Data items

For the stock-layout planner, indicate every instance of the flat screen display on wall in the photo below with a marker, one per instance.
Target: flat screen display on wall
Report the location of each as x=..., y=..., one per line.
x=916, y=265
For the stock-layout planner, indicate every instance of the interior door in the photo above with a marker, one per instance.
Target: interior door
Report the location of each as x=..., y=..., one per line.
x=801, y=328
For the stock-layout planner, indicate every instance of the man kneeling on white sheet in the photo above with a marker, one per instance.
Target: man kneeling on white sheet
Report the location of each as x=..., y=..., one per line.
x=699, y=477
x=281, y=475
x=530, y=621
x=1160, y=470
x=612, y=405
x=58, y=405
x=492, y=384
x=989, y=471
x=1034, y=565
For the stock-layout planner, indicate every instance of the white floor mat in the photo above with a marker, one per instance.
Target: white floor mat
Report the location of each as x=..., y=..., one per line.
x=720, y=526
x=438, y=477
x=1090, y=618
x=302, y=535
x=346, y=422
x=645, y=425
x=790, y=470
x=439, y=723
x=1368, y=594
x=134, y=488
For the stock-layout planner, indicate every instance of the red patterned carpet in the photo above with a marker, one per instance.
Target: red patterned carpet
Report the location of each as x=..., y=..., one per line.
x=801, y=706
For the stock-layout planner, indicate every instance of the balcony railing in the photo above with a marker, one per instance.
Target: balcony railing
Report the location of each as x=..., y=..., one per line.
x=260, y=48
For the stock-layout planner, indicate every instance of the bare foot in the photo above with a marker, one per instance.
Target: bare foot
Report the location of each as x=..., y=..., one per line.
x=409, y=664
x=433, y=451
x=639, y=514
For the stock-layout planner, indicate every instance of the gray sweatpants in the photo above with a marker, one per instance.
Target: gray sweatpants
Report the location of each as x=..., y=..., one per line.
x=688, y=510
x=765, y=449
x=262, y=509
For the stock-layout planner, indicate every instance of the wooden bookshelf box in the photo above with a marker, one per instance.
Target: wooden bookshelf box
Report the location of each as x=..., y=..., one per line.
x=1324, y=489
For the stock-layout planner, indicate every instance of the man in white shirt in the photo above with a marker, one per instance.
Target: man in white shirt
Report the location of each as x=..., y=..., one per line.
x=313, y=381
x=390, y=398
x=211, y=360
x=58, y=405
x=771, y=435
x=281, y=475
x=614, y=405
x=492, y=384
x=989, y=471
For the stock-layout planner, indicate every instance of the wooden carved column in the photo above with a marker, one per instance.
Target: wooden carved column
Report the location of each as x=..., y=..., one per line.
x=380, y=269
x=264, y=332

*WHAT IS BEING ASKED*
Read through the data and copy every line where "foot" shows up.

*WRITTEN RESPONSE*
For the stock-layout planner, indicate every instance of the bare foot in the photo above with a marker, one per instance.
Target: bare foot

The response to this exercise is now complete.